■ What to do:
1. Please edit the hurricane discussion from "After a brief" to "26-kt surface winds.", putting "pause" in place of "hiatus", and give that section back.
2. Name every forecast model the hurricane discussion mentions.

====== Excerpt provided

Hurricane Isaias Discussion Number 14
NWS National Hurricane Center Miami FL AL092020
1100 AM EDT Fri Jul 31 2020

After a brief convective hiatus earlier this morning, a small burst
of deep convection with cloud tops as cold as -80C to -85C have
developed over the previously exposed low-level center. Dry
downslope air coming off of Hispaniola wrapped into the center,
eroding the inner-core convection somewhat. However, a surge of
moist southwesterly inflow moving through the Windward Passage now
appears to be fueling the recent increase in convection. The
upper-level outflow has improved somewhat in the western
semicircle but still remains restricted due to some modest
southwesterly vertical wind shear. The initial intensity has been
lowered to 65 kt based on 700-mb flight-level winds of near 70 kt
and an increase in the central pressure of 992 mb, which is based on
a dropsonde report of 995 mb with 26-kt surface winds.

Isaias is continuing on a steady northwestward motion of 305/14 kt.
This motion is expected to continue for the next 36 hours or so as
the hurricane rounds the southwestern periphery of the
Bermuda-Azores High. A gradual turn to the north-northwest and
north is expected by 48-60 hours due to a break in the ridge
developing in response to a central U.S. shortwave trough digging
into the southeastern United States. The timing and strength of this
trough will determine how far west Isaias moves before the hurricane
turns northward. The 06Z UKMET and and GFS have shifted westward,
closer to the Florida coast, which is similar to the westward shift
seen in the 00Z ECMWF model fields. By 72 hours, the hurricane is
forecast to begin accelerating northeastward, possibly passing over
eastern North Carolina by day 4 and across eastern New England on
day 5. As a result of the westward shift in the latest model
guidance, the new NHC forecast track has also been shifted farther
west closer to the southeastern U.S. coast, and lies a little to the
west of the consensus models TVCA and NOAA-HCCA. The westward shift
in the track forecast has required the issuance of a Hurricane Watch
for portions of the Florida east coast.

============
====== Information shown

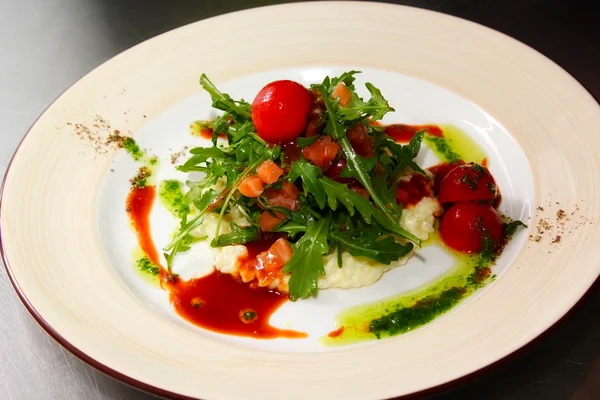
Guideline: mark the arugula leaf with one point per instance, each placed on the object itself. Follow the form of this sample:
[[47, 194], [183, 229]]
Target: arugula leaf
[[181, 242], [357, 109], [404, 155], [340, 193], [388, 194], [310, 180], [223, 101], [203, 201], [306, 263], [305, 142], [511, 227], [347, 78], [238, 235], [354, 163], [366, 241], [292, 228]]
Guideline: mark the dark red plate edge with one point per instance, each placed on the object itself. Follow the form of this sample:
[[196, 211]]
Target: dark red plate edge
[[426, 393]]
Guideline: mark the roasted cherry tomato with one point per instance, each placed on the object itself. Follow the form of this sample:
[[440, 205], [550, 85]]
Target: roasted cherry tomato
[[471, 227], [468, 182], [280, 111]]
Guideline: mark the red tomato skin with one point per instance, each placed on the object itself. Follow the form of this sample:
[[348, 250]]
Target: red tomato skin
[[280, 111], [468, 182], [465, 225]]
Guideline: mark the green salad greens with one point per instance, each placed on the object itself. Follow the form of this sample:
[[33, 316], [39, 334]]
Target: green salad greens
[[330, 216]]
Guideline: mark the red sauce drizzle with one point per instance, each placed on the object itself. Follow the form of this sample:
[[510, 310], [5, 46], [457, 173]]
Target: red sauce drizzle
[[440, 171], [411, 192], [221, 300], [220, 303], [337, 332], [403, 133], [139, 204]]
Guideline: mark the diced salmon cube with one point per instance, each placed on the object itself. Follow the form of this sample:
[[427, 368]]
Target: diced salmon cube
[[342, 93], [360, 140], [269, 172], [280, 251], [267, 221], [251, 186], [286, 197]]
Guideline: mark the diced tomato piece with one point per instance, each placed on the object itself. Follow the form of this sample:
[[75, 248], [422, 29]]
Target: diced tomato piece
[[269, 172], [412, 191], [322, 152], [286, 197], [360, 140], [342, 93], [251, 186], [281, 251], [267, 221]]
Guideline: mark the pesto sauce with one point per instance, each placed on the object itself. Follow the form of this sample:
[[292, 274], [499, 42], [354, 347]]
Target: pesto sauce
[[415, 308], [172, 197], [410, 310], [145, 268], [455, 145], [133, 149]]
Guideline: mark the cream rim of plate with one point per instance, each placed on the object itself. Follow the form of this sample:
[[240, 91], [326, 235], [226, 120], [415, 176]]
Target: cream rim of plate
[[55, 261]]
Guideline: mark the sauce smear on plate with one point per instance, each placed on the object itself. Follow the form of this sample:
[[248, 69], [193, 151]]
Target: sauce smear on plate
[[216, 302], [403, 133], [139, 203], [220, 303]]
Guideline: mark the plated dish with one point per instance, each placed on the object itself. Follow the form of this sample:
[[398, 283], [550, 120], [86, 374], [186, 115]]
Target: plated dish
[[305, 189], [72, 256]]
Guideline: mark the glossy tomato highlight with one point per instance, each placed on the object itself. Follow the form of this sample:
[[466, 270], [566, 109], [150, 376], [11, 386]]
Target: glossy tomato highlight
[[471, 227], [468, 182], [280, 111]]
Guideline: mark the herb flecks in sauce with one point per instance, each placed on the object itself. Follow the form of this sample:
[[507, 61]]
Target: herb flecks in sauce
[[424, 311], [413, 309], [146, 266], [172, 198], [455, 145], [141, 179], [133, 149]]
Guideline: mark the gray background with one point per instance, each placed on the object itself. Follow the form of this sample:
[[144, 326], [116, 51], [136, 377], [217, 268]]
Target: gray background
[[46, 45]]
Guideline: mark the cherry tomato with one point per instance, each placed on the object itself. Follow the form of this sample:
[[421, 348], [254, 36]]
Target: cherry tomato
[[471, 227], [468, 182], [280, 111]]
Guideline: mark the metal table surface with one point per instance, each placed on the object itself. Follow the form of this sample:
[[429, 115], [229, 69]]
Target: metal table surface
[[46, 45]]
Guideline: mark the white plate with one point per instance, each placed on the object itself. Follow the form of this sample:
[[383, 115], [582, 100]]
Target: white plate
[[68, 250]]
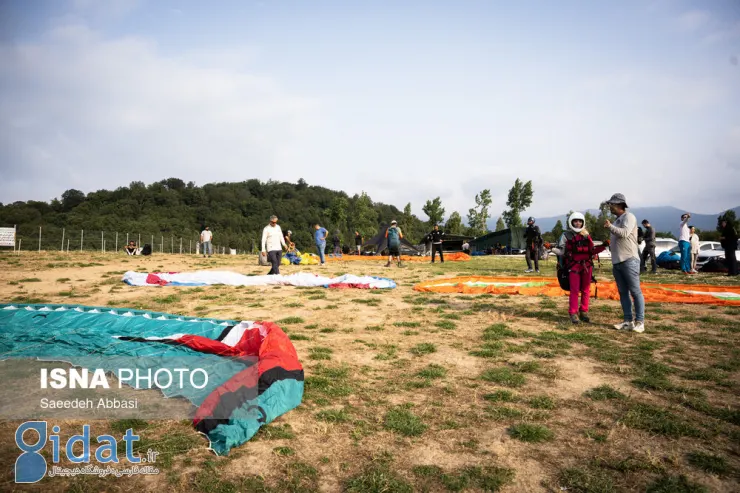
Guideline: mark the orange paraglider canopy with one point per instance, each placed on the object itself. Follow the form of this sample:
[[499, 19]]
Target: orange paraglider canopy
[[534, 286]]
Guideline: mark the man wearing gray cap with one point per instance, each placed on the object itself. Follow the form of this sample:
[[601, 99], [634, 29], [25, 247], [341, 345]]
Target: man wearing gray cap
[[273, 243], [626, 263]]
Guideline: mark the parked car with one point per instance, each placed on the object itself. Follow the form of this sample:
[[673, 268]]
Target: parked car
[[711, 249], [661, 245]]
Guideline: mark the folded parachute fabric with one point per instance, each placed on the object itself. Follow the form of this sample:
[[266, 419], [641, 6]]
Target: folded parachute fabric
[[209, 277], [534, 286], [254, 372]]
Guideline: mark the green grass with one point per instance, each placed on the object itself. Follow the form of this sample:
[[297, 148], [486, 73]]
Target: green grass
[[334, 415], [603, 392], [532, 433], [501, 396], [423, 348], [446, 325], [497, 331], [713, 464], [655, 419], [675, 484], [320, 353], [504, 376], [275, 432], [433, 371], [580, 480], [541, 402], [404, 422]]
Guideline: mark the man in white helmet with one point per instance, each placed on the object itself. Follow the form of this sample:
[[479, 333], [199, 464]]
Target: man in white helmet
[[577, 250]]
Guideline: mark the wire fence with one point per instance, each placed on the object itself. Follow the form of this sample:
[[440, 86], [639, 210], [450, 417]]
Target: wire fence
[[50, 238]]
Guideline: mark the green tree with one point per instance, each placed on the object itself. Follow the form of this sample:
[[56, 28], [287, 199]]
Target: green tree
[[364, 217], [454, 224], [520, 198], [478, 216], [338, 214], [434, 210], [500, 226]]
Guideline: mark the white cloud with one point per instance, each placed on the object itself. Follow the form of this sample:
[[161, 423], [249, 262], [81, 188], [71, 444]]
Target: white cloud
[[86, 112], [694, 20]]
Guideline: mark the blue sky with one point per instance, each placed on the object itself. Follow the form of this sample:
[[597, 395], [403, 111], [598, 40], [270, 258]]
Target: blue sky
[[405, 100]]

============
====== Information shown

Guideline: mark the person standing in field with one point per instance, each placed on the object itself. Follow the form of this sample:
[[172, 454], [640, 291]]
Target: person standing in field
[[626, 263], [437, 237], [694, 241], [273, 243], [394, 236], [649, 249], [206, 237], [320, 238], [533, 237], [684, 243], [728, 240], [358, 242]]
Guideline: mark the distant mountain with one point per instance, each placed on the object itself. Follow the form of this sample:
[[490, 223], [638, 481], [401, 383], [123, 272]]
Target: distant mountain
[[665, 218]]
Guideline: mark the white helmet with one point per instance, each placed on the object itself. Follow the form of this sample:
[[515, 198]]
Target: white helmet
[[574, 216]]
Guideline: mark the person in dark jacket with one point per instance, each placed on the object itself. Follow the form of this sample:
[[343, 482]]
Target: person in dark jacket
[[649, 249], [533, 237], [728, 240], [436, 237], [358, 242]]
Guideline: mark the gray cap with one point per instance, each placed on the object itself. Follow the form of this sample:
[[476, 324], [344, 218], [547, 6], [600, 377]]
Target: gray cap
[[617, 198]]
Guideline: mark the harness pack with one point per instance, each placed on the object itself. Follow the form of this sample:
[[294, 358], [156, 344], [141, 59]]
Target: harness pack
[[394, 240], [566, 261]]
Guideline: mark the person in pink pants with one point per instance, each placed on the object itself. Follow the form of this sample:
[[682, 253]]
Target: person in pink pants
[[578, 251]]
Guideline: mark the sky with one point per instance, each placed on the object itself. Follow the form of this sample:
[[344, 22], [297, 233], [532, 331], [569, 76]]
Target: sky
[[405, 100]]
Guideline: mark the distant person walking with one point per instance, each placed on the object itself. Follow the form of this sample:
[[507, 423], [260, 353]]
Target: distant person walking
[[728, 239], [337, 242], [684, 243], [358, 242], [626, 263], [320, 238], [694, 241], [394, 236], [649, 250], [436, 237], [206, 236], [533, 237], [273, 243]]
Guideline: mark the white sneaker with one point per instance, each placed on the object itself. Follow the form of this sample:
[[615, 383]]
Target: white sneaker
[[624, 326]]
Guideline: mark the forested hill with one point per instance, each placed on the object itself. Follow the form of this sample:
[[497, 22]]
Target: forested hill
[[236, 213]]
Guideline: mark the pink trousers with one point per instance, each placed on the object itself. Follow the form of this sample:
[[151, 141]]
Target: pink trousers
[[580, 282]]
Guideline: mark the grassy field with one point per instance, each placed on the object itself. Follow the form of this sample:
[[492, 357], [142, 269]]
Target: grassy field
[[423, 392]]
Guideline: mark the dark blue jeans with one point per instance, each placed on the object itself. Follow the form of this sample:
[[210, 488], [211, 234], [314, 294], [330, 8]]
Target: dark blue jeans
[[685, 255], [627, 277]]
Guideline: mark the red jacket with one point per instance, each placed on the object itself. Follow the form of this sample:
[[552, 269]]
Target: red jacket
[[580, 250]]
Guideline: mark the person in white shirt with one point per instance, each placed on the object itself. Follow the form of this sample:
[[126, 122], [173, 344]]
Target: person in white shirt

============

■ Responses to the exercise:
1.
After a brief convective pause earlier this morning, a small burst
of deep convection with cloud tops as cold as -80C to -85C have
developed over the previously exposed low-level center. Dry
downslope air coming off of Hispaniola wrapped into the center,
eroding the inner-core convection somewhat. However, a surge of
moist southwesterly inflow moving through the Windward Passage now
appears to be fueling the recent increase in convection. The
upper-level outflow has improved somewhat in the western
semicircle but still remains restricted due to some modest
southwesterly vertical wind shear. The initial intensity has been
lowered to 65 kt based on 700-mb flight-level winds of near 70 kt
and an increase in the central pressure of 992 mb, which is based on
a dropsonde report of 995 mb with 26-kt surface winds.

2. UKMET, GFS, ECMWF, TVCA, NOAA-HCCA